>> start Excerpted text

Santino places a $7 million bounty on John's head, after which John enlists assistance from the Bowery King. John, after massacring hordes of assassins, eventually finds Santino in the Continental, where no bloodshed is permitted. John breaks the rule by killing Santino on the hotel premises, forcing Winston to declare him "excommunicado", meaning that Continental and the associated underworld services are no longer afforded to him. Winston, however, gives John one hour to flee before the excommunicado becomes active and the bounty is doubled and offered globally by The High Table.

=== Surviving Excommunicado ===

Excommunicated, exhausted, and wounded, John prepares to escape from New York as assassins gather to kill him after learning of the now $14 million bounty placed on his head. Wick uses his allegiances to the Ruska Roma, the Director helping John escape by offering him safe passage to Morocco, at the cost that he may never ask the Ruska Roma for help again.

John meets with Sofia, an old friend, manager of the Moroccan Continental, and someone whose marker John holds for rescuing Sofia's daughter. Sofia helps him find the Elder, the one man who is above the High Table itself. The Elder agrees to rescind the excommunicado in return for John killing Winston and serving the High Table for the remainder of his life. John severs his ring finger and offers his wedding ring to the Elder to prove his fealty.

John then returns to New York and is pursued by assassins until he reaches the safe haven of the Continental. John reunites with Winston but decides to spare him. Instead, John and the hotel's concierge, Charon, fight against the High Table and their enforcers. Successfully defeating waves of attackers, Winston and High Table representative, the Adjudicator, have a parley on the hotel roof. Ultimately, Winston shoots John in his bulletproof jacket multiple times to restore his standing with the High Table, while not wanting to betray him, and John tumbles from the roof into the street. The Bowery King, recovering from grave wounds inflicted by the Adjudicator's assassin named Zero, retrieves the badly injured John in his hideout, where he tells John that he plans to declare war against the High Table. John agrees to join him.

>> end Excerpted text

Prompt 1:
Show every line in the records below that contains the word "tree".

>> start Supplied records

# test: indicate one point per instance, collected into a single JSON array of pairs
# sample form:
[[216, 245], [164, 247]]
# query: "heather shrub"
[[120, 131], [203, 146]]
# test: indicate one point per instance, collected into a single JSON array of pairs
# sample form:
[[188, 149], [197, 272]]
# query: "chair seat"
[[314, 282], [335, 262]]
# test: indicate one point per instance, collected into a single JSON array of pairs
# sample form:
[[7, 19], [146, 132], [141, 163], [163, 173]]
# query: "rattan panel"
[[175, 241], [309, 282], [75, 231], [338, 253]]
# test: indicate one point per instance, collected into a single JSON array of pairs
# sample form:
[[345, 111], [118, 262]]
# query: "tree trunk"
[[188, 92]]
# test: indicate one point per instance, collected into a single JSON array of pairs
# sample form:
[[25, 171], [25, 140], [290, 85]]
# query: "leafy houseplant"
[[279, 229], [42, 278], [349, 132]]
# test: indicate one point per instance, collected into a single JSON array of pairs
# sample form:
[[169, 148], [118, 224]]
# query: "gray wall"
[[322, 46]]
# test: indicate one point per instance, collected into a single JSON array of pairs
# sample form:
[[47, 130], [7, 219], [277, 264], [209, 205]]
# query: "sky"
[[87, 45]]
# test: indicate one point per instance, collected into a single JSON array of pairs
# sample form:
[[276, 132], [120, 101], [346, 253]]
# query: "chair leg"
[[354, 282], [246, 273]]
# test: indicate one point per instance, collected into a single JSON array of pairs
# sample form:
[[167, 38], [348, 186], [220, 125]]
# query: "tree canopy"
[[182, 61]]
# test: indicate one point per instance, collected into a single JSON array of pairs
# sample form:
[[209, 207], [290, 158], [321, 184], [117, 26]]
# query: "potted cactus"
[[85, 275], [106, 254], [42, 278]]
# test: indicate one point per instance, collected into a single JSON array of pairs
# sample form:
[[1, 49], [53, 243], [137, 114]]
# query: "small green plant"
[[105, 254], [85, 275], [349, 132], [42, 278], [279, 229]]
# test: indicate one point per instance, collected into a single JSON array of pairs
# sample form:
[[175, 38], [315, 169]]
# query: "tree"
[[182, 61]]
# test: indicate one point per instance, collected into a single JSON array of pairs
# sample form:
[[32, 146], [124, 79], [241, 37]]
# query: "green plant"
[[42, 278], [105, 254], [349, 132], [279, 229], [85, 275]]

>> end Supplied records
>> start Supplied records

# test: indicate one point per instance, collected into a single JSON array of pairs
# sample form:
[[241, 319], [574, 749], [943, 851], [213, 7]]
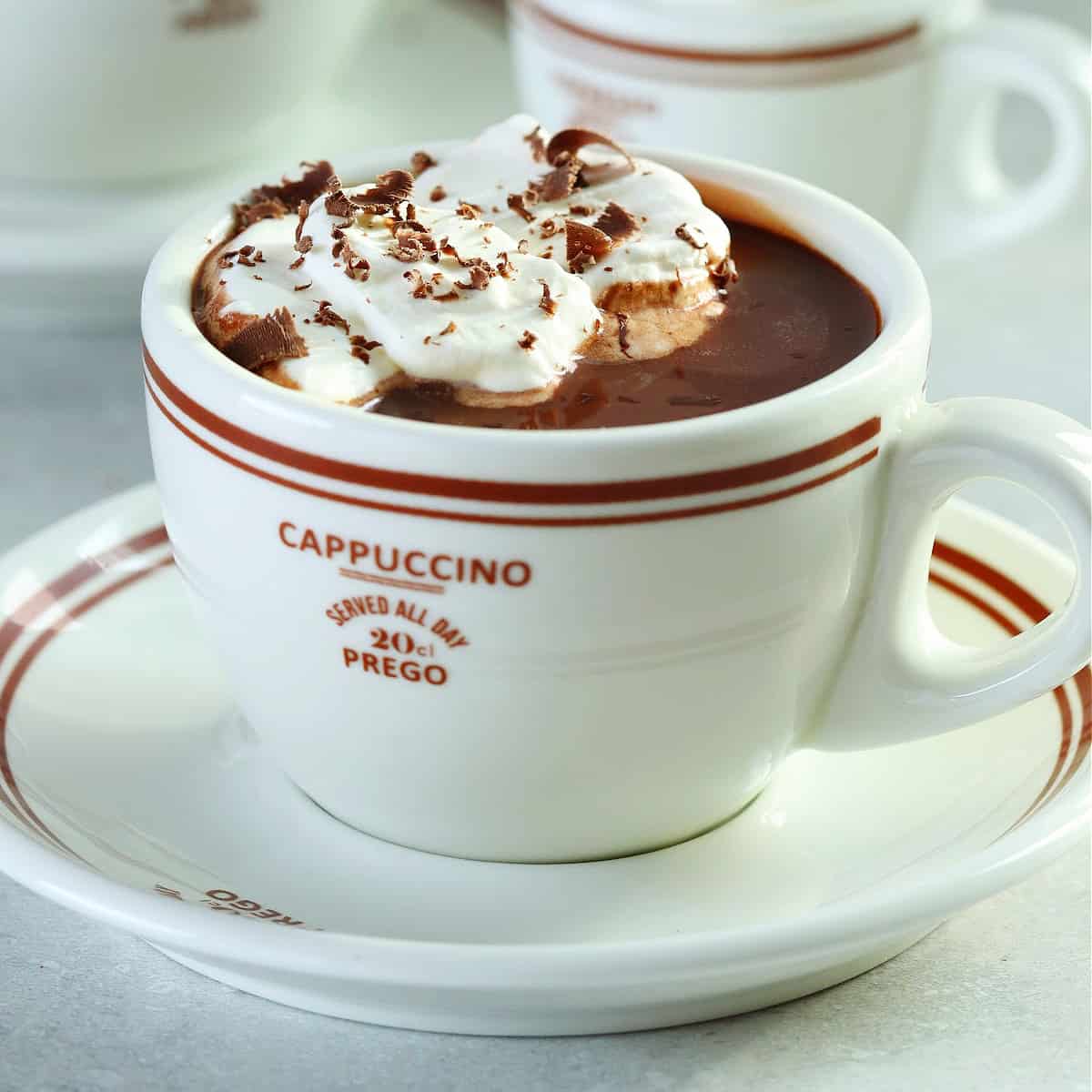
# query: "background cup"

>> end Supplied records

Prompt 2:
Rewrite the part of the plot summary above that opens with "Excommunicated, exhausted, and" and closes with "for help again.", substituting "Portugal" for "Morocco".

Finished answer 1:
# query: "tree trunk"
# query: "tree canopy"
# query: "tree"

Finished answer 2:
Excommunicated, exhausted, and wounded, John prepares to escape from New York as assassins gather to kill him after learning of the now $14 million bounty placed on his head. Wick uses his allegiances to the Ruska Roma, the Director helping John escape by offering him safe passage to Portugal, at the cost that he may never ask the Ruska Roma for help again.